◆ **What you need to do**
Omitting every picture, output the records below exactly, please.

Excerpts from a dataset
● ● ● ● ●

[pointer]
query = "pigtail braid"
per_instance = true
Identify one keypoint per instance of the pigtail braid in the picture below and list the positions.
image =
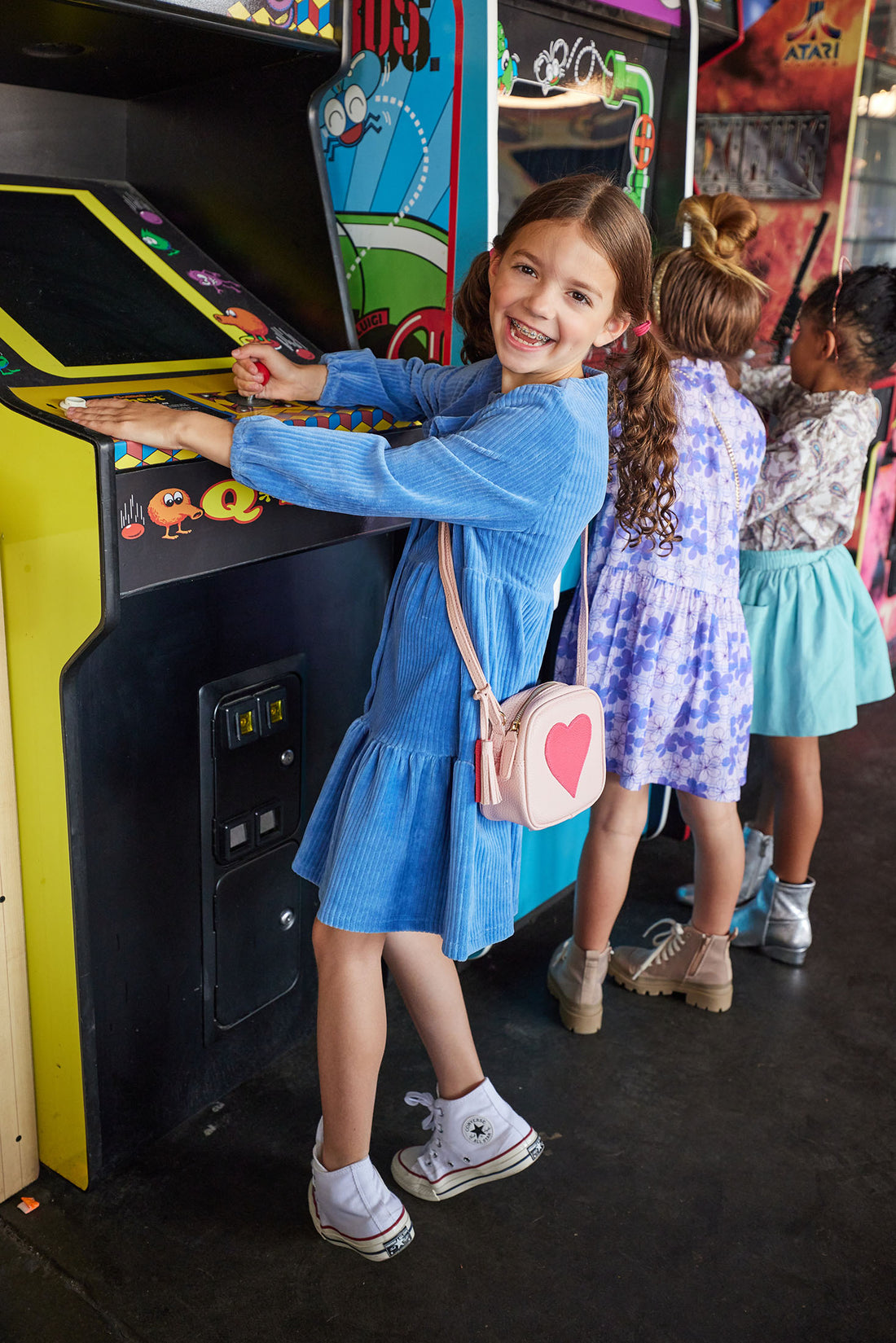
(472, 312)
(643, 405)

● ● ● ● ●

◆ **Answer area**
[pointer]
query = "pigtail braid"
per_instance = true
Identify one keypoint per instance of the pigtail braid in the picture below and list the positions.
image =
(472, 312)
(643, 405)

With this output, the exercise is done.